--- DATA FOR REVIEW Enclosed Below ---

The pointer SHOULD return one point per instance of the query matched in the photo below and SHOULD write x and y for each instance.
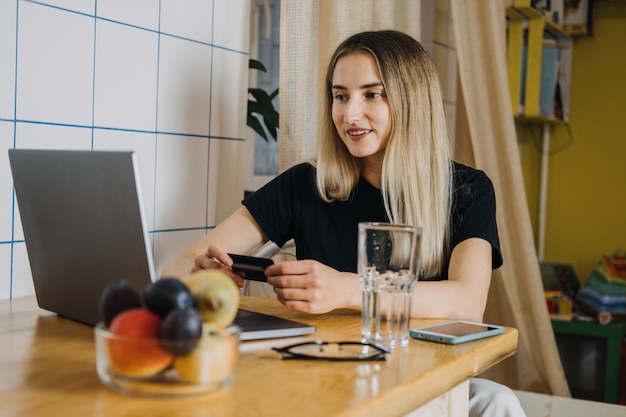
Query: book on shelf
(549, 76)
(578, 17)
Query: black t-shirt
(289, 207)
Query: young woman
(383, 155)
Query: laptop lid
(84, 228)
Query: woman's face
(360, 107)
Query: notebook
(84, 227)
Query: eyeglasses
(334, 351)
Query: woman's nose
(354, 112)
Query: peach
(135, 349)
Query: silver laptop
(84, 227)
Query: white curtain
(486, 139)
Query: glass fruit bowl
(146, 367)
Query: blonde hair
(417, 167)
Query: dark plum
(116, 297)
(181, 331)
(167, 294)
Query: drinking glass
(387, 267)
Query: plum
(167, 294)
(117, 297)
(181, 331)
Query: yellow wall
(586, 208)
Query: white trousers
(490, 399)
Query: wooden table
(47, 367)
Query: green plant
(262, 116)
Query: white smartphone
(455, 332)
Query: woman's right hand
(215, 258)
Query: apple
(213, 360)
(135, 349)
(215, 295)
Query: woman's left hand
(313, 287)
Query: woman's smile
(360, 108)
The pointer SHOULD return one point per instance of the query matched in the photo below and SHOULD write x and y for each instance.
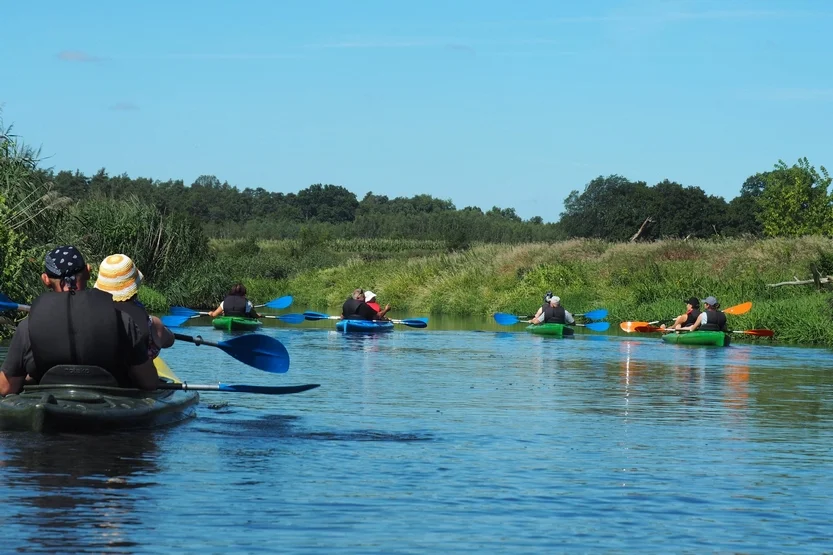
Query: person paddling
(71, 324)
(553, 313)
(236, 304)
(710, 319)
(355, 308)
(370, 299)
(690, 316)
(543, 307)
(119, 276)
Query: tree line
(785, 201)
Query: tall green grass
(633, 281)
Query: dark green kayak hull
(84, 409)
(236, 323)
(554, 330)
(714, 338)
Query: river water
(453, 441)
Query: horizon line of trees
(788, 201)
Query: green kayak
(236, 323)
(716, 338)
(83, 399)
(555, 330)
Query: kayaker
(710, 319)
(370, 299)
(119, 276)
(546, 304)
(236, 304)
(690, 316)
(553, 313)
(355, 308)
(71, 324)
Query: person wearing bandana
(70, 324)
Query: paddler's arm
(141, 370)
(19, 361)
(162, 336)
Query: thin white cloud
(220, 56)
(77, 56)
(124, 107)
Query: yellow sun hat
(119, 276)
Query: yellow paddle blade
(630, 327)
(163, 370)
(742, 308)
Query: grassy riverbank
(644, 281)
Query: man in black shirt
(71, 324)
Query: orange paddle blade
(758, 333)
(630, 327)
(742, 308)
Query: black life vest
(82, 328)
(692, 317)
(554, 315)
(716, 321)
(235, 305)
(139, 315)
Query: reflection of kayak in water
(555, 330)
(697, 337)
(87, 399)
(364, 325)
(236, 323)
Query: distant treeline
(787, 201)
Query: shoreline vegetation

--- End of Enclosed DATA FOR REVIEW ---

_YOUR ASSIGNMENT_.
All text in the material above must be written out exactly; the images are to be skipped.

_WRITTEN SOLUTION_.
The pointer SHOULD return one point per instance of the query matched in the photo below and SHOULD write x and y for each instance.
Query: book on shelf
(549, 76)
(578, 17)
Query: black t-shirt
(289, 207)
Query: young woman
(383, 155)
Query: laptop lid
(84, 228)
Query: woman's face
(360, 107)
Query: notebook
(84, 227)
Query: eyeglasses
(334, 351)
Query: woman's nose
(354, 112)
Query: peach
(135, 349)
Query: silver laptop
(84, 227)
Query: white curtain
(486, 139)
Query: glass fruit bowl
(146, 367)
Query: blonde hair
(417, 167)
Query: dark plum
(116, 297)
(181, 331)
(167, 294)
Query: drinking glass
(387, 267)
Query: plum
(167, 294)
(117, 297)
(181, 331)
Query: yellow wall
(586, 208)
Query: white trousers
(490, 399)
Query: wooden table
(47, 367)
Query: green plant
(262, 116)
Query: white smartphone
(455, 332)
Query: woman's right hand
(215, 258)
Query: apple
(213, 360)
(135, 349)
(215, 295)
Query: woman's left hand
(313, 287)
Query: woman's smile
(360, 108)
The pointer SHOULD return one point per instance of the query matched in the photo below and SHOULD write x and y for each instance.
Query: person paddling
(71, 324)
(553, 313)
(236, 304)
(710, 319)
(355, 308)
(370, 299)
(690, 316)
(543, 307)
(119, 276)
Query: tree line
(785, 201)
Query: tall green grass
(633, 281)
Query: dark green kayak hull
(84, 409)
(236, 323)
(554, 330)
(714, 338)
Query: river water
(453, 441)
Query: horizon line of trees
(788, 201)
Query: green kayak
(236, 323)
(716, 338)
(83, 399)
(555, 330)
Query: kayaker
(710, 319)
(370, 299)
(119, 276)
(546, 304)
(236, 304)
(690, 316)
(553, 313)
(355, 308)
(71, 324)
Query: person wearing bandana
(70, 324)
Query: paddler's arm
(141, 370)
(19, 361)
(162, 336)
Query: thin white cloud
(220, 56)
(77, 56)
(124, 107)
Query: yellow sun hat
(119, 276)
Query: yellow paddle blade
(630, 327)
(163, 370)
(742, 308)
Query: grassy riverbank
(644, 281)
Query: man in black shirt
(71, 324)
Query: orange paddle blade
(758, 333)
(630, 327)
(742, 308)
Query: black life vest
(82, 328)
(692, 317)
(554, 315)
(716, 321)
(235, 305)
(139, 315)
Query: reflection of kayak in water
(555, 330)
(697, 337)
(87, 399)
(364, 325)
(236, 323)
Query: distant treeline
(787, 201)
Query: shoreline vegetation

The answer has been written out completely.